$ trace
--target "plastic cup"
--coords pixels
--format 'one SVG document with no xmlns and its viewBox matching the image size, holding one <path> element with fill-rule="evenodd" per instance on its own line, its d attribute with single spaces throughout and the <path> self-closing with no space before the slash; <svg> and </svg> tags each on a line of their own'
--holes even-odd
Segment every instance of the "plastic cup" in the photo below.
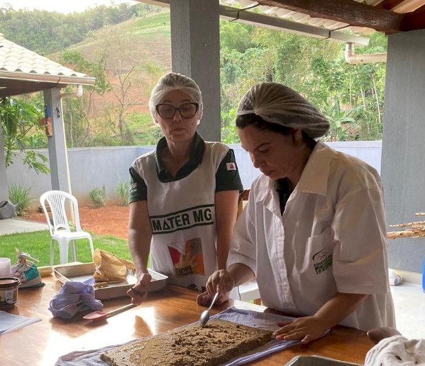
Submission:
<svg viewBox="0 0 425 366">
<path fill-rule="evenodd" d="M 0 278 L 10 277 L 10 259 L 0 258 Z"/>
</svg>

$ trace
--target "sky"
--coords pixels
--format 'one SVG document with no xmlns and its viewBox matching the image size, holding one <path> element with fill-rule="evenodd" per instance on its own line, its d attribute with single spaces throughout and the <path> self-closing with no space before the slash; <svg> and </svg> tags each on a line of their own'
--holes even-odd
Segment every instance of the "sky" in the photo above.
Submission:
<svg viewBox="0 0 425 366">
<path fill-rule="evenodd" d="M 0 0 L 0 8 L 10 5 L 14 10 L 27 8 L 38 9 L 68 13 L 83 12 L 87 8 L 96 5 L 120 4 L 121 3 L 134 3 L 134 0 Z"/>
</svg>

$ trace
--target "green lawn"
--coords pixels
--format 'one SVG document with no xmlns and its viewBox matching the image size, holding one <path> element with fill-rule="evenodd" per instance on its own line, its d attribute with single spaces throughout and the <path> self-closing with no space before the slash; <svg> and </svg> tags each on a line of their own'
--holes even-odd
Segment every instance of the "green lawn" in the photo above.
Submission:
<svg viewBox="0 0 425 366">
<path fill-rule="evenodd" d="M 119 258 L 132 260 L 127 244 L 127 240 L 110 235 L 92 234 L 94 249 L 99 248 L 114 254 Z M 77 260 L 82 263 L 93 261 L 88 240 L 76 241 Z M 15 248 L 30 254 L 39 261 L 35 262 L 37 267 L 50 264 L 50 234 L 48 230 L 9 234 L 0 235 L 0 257 L 10 258 L 11 262 L 17 261 Z M 70 250 L 70 253 L 71 250 Z M 72 257 L 70 255 L 70 261 Z M 54 263 L 59 263 L 59 250 L 56 243 L 54 245 Z"/>
</svg>

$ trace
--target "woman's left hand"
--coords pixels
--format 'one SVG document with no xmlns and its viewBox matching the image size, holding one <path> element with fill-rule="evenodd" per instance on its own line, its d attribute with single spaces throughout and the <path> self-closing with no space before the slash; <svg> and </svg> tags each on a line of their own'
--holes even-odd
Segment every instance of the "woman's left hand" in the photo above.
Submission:
<svg viewBox="0 0 425 366">
<path fill-rule="evenodd" d="M 278 325 L 280 327 L 273 333 L 276 340 L 300 340 L 303 344 L 320 338 L 328 329 L 322 320 L 314 316 L 303 316 L 289 321 L 278 321 Z"/>
<path fill-rule="evenodd" d="M 216 301 L 217 305 L 220 305 L 229 300 L 229 294 L 230 292 L 222 292 L 218 294 L 218 297 Z M 209 306 L 211 301 L 214 295 L 209 294 L 207 291 L 200 294 L 196 297 L 196 303 L 202 306 Z"/>
</svg>

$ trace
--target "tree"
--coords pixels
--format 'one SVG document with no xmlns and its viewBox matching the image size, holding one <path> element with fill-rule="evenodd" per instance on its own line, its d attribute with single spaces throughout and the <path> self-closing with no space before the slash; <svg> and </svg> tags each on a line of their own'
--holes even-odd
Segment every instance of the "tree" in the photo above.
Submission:
<svg viewBox="0 0 425 366">
<path fill-rule="evenodd" d="M 92 132 L 88 115 L 92 109 L 93 96 L 103 94 L 110 89 L 110 85 L 104 66 L 100 63 L 87 61 L 77 51 L 64 52 L 60 55 L 59 62 L 89 76 L 96 78 L 93 86 L 85 87 L 85 92 L 81 98 L 65 99 L 63 101 L 68 144 L 70 147 L 85 146 L 87 137 L 90 136 Z M 65 92 L 74 87 L 67 87 Z"/>
<path fill-rule="evenodd" d="M 5 98 L 0 102 L 0 119 L 3 131 L 6 168 L 13 163 L 15 158 L 21 158 L 23 163 L 37 173 L 47 173 L 50 171 L 43 163 L 48 158 L 32 150 L 31 136 L 43 134 L 39 125 L 43 116 L 43 109 L 19 99 Z M 29 146 L 30 145 L 30 146 Z M 23 153 L 23 158 L 17 153 Z"/>
</svg>

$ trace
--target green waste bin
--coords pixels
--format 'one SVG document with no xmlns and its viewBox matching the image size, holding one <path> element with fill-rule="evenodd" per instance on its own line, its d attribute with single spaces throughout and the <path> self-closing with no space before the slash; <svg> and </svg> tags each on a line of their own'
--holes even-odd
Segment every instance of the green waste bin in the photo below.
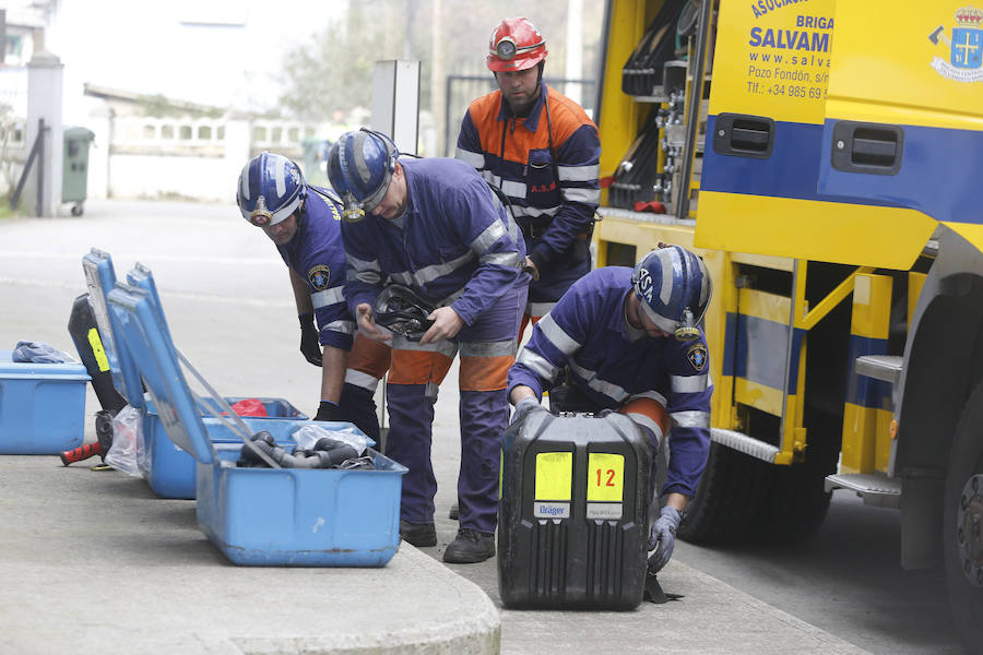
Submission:
<svg viewBox="0 0 983 655">
<path fill-rule="evenodd" d="M 64 129 L 64 164 L 61 174 L 61 202 L 73 202 L 72 216 L 82 215 L 88 184 L 88 145 L 95 134 L 85 128 Z"/>
</svg>

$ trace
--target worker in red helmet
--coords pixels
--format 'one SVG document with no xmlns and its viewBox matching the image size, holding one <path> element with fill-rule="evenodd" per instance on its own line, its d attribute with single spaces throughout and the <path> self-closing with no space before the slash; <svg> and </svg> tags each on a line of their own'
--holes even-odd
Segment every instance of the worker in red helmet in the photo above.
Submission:
<svg viewBox="0 0 983 655">
<path fill-rule="evenodd" d="M 498 91 L 467 108 L 457 156 L 501 189 L 525 237 L 532 275 L 522 331 L 590 272 L 601 140 L 583 108 L 543 81 L 546 41 L 524 17 L 493 32 Z M 520 331 L 520 337 L 522 332 Z"/>
</svg>

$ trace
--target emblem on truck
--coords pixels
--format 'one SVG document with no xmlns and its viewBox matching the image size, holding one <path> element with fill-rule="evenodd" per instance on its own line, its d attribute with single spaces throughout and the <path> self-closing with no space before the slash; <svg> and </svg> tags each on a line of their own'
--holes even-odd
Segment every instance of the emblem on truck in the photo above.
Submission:
<svg viewBox="0 0 983 655">
<path fill-rule="evenodd" d="M 929 64 L 939 75 L 955 82 L 983 82 L 983 10 L 963 7 L 956 10 L 952 38 L 939 25 L 928 35 L 933 45 L 948 48 L 948 60 L 936 56 Z"/>
</svg>

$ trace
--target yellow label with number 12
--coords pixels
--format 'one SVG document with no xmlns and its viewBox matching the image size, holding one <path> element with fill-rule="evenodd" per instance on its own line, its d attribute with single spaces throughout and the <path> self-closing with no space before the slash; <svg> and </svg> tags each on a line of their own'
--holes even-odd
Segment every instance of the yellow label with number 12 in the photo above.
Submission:
<svg viewBox="0 0 983 655">
<path fill-rule="evenodd" d="M 621 502 L 625 495 L 625 456 L 591 453 L 588 458 L 588 500 Z"/>
</svg>

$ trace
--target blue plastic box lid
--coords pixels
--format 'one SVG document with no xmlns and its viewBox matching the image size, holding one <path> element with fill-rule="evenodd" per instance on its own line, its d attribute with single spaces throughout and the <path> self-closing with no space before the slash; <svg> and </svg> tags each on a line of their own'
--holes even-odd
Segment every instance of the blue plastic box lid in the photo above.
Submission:
<svg viewBox="0 0 983 655">
<path fill-rule="evenodd" d="M 69 382 L 88 382 L 88 373 L 81 364 L 36 364 L 33 361 L 14 361 L 13 350 L 0 350 L 0 378 L 44 378 L 46 380 L 63 380 Z"/>
<path fill-rule="evenodd" d="M 178 365 L 159 306 L 150 291 L 121 283 L 107 300 L 116 319 L 116 337 L 135 360 L 167 436 L 198 462 L 214 462 L 215 450 Z"/>
<path fill-rule="evenodd" d="M 110 314 L 106 305 L 106 296 L 116 286 L 112 258 L 108 252 L 93 248 L 82 258 L 82 270 L 85 272 L 85 283 L 88 286 L 88 297 L 103 340 L 103 349 L 109 361 L 112 385 L 131 406 L 143 408 L 143 384 L 140 382 L 137 364 L 123 344 L 118 343 L 116 318 Z"/>
</svg>

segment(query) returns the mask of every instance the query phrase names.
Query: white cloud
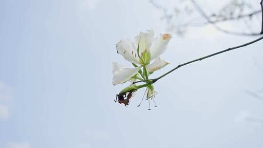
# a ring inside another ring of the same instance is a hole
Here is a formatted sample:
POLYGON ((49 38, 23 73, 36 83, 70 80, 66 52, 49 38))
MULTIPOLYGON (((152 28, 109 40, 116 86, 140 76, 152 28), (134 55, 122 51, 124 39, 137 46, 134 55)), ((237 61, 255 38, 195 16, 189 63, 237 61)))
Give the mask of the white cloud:
POLYGON ((81 9, 93 10, 97 8, 100 0, 82 0, 80 1, 78 7, 81 9))
POLYGON ((10 143, 7 144, 7 148, 31 148, 28 142, 10 143))
POLYGON ((6 105, 0 105, 0 120, 6 120, 9 116, 8 107, 6 105))

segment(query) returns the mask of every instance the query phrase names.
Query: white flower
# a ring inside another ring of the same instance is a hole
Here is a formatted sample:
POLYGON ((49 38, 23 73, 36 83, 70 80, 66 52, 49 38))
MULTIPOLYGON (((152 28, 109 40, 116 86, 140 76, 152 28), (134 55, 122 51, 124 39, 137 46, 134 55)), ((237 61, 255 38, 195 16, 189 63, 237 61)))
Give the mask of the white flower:
POLYGON ((134 37, 133 42, 128 39, 124 39, 117 43, 116 49, 118 54, 127 61, 140 65, 137 67, 129 68, 113 63, 113 85, 130 80, 143 66, 145 66, 149 72, 153 72, 169 64, 159 56, 167 48, 167 44, 171 38, 171 35, 160 34, 155 37, 154 37, 154 35, 153 31, 149 30, 145 32, 141 32, 134 37), (150 64, 152 61, 153 62, 150 64))

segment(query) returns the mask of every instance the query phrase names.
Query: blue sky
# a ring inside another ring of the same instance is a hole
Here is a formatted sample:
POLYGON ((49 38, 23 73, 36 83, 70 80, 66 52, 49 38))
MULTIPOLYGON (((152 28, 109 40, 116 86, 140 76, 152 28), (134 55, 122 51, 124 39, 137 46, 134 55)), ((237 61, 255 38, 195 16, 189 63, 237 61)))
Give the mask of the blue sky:
MULTIPOLYGON (((262 148, 262 42, 182 68, 158 81, 156 101, 113 100, 111 63, 131 66, 115 43, 152 28, 166 32, 148 0, 1 0, 0 148, 262 148)), ((230 29, 234 27, 228 24, 230 29), (232 28, 231 28, 232 27, 232 28)), ((211 26, 173 35, 170 62, 250 41, 211 26)))

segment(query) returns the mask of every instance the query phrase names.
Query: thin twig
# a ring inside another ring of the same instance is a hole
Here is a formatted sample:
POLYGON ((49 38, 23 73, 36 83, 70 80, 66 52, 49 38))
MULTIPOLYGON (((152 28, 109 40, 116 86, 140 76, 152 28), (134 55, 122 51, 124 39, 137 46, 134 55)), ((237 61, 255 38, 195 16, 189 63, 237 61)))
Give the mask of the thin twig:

--------------------------------

- [STATED GOAL] How many lines of the material above contain the string "photo", with uppercase and lowercase treated as different? Reply with the number alone.

- [CORRECT ANSWER] 10